▶ **Given request**:
Copy the lines starting at the one that contains "Mark every instance of the green lawn" and ending at the last line, swapping "flock of flamingos" for "group of flamingos" and changing nothing else. Give only those lines.

[Lines from a pointing dataset]

━━━━━━

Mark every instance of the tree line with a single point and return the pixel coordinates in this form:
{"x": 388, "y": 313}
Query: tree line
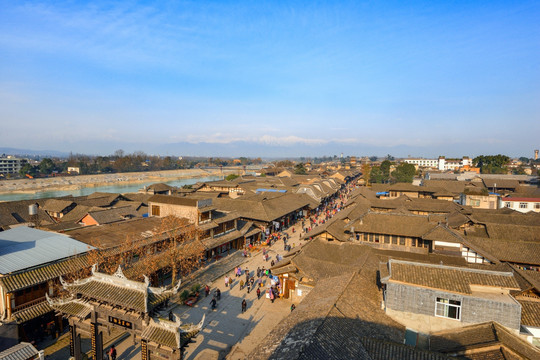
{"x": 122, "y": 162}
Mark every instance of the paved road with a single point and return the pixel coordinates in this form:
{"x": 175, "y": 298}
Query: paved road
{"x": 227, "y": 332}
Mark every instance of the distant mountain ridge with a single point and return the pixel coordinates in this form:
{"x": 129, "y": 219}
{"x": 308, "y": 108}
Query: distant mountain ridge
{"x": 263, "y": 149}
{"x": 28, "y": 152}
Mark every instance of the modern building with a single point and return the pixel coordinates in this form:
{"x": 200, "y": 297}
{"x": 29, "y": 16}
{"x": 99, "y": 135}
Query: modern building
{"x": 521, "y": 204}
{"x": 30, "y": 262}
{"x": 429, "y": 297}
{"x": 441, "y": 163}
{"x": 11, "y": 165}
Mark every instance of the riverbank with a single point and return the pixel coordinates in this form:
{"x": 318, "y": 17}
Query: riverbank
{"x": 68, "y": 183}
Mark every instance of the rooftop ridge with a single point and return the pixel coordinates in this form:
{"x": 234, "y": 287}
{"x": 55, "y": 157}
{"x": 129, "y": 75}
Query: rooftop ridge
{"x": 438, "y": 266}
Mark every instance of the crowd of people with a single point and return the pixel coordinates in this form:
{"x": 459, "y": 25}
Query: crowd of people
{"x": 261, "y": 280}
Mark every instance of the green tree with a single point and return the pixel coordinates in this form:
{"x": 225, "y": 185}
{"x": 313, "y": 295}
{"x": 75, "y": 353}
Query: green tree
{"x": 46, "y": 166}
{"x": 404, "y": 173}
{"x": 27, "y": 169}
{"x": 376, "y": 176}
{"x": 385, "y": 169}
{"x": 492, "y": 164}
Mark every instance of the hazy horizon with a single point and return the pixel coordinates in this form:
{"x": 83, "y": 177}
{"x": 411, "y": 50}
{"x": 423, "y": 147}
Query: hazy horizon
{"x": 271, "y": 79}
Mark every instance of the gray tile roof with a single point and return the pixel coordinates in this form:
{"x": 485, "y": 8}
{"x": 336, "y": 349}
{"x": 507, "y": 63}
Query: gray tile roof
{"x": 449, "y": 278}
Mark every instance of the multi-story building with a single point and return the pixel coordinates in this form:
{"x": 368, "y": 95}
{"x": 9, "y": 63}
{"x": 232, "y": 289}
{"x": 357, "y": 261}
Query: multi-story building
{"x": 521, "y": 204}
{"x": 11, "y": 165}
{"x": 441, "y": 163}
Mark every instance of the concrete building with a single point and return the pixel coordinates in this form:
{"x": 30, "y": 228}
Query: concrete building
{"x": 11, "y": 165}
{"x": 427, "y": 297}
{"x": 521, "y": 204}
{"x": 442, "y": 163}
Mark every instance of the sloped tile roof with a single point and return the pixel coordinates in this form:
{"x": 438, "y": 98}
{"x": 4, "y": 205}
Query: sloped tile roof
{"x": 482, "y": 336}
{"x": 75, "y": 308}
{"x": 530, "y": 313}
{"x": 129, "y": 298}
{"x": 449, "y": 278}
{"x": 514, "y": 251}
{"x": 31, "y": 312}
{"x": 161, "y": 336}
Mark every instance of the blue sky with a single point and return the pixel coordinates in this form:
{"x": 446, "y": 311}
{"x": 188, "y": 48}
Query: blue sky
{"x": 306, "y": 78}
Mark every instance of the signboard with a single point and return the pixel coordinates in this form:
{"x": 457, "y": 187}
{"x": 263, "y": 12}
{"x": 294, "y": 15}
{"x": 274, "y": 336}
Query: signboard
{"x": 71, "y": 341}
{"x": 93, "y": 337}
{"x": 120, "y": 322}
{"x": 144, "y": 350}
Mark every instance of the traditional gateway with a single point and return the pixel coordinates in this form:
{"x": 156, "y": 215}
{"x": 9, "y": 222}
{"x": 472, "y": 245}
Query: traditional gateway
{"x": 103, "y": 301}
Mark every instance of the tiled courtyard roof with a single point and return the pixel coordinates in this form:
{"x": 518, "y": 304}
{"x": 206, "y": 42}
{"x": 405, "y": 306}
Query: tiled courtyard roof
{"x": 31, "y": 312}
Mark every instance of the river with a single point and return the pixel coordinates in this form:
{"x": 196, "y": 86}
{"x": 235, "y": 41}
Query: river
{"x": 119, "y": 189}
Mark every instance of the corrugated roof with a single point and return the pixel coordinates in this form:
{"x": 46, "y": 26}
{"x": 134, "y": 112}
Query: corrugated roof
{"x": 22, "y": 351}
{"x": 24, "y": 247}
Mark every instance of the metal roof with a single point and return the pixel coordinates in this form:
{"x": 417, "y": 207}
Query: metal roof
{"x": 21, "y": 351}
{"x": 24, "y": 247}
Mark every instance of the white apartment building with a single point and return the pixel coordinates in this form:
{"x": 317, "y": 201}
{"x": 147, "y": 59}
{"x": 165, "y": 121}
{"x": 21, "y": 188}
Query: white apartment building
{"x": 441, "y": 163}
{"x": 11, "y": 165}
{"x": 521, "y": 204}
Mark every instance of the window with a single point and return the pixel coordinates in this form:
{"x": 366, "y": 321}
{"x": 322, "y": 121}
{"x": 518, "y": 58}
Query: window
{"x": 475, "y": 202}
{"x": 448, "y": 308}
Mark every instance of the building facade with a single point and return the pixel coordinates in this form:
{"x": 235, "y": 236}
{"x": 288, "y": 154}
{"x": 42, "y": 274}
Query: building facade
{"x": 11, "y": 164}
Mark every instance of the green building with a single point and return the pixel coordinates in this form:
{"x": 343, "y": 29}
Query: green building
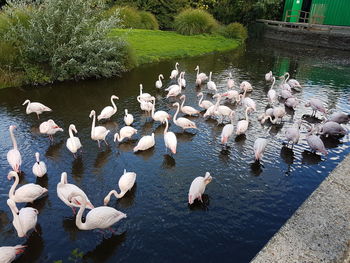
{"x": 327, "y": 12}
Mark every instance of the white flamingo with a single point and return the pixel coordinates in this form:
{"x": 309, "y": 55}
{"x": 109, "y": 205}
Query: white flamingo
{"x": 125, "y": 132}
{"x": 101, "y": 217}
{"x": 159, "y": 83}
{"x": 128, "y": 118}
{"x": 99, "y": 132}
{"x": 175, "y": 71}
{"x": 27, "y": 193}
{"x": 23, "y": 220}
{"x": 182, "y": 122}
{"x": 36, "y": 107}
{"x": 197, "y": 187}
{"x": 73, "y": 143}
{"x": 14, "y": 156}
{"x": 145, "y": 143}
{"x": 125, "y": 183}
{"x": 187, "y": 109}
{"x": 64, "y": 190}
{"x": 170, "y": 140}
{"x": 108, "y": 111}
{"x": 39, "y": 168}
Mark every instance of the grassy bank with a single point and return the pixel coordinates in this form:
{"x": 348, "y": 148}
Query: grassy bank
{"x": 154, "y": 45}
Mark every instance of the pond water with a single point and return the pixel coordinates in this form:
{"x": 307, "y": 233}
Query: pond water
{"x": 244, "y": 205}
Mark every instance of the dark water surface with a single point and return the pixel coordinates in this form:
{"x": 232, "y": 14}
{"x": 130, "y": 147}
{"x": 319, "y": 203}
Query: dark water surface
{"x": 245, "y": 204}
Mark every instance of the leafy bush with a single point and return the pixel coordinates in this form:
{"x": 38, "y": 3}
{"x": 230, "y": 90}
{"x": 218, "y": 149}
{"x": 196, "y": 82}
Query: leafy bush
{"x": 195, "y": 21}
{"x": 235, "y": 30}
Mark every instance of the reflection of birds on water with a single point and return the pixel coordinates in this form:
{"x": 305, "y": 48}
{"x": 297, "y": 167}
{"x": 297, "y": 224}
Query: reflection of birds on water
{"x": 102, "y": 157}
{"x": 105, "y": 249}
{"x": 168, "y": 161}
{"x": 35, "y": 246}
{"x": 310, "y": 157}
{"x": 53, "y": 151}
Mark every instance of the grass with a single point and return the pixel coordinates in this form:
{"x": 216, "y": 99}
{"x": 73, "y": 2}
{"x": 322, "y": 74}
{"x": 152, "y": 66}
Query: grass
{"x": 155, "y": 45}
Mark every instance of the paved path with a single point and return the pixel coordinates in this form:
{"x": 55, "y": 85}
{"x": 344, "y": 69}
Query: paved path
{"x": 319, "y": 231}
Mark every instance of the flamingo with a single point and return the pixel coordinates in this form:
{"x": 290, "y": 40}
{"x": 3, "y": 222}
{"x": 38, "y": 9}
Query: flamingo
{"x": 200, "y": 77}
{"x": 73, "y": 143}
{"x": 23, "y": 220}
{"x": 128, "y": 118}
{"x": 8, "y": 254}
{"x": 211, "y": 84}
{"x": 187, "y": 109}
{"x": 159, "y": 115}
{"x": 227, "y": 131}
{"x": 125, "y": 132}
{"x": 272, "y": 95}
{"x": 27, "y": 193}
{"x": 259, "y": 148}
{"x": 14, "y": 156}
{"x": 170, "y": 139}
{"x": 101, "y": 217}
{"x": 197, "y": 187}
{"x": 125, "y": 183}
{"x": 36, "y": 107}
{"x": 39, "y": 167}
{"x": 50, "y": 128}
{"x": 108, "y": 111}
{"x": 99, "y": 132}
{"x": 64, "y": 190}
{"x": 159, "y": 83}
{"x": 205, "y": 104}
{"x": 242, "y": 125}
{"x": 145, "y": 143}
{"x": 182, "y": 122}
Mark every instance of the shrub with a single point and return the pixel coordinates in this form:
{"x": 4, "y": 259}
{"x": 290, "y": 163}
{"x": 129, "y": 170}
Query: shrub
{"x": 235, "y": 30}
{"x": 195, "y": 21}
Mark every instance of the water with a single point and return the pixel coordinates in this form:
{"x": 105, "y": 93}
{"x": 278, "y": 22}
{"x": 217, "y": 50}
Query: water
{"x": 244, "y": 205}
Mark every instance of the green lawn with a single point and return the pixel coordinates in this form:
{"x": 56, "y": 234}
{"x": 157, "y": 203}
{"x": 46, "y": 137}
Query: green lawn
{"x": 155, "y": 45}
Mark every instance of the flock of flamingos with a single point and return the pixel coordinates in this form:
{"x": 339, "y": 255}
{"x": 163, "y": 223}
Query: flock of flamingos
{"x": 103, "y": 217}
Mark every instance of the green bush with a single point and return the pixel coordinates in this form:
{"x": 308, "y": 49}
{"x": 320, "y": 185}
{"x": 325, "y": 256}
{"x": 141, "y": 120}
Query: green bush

━━━━━━

▶ **Response**:
Mark every instance of the green lawn with a single point and return the pixel coordinates in this form:
{"x": 56, "y": 234}
{"x": 157, "y": 203}
{"x": 46, "y": 137}
Query: green lawn
{"x": 155, "y": 45}
Mark every instance of the group of flamingos with a single point and return the pixel coordinates in this form:
{"x": 339, "y": 255}
{"x": 163, "y": 223}
Query: group of flamingos
{"x": 103, "y": 217}
Mark every instance of the green bush with a single point and return the pixel coordinates in this form:
{"x": 308, "y": 49}
{"x": 320, "y": 185}
{"x": 325, "y": 256}
{"x": 141, "y": 120}
Query: green bush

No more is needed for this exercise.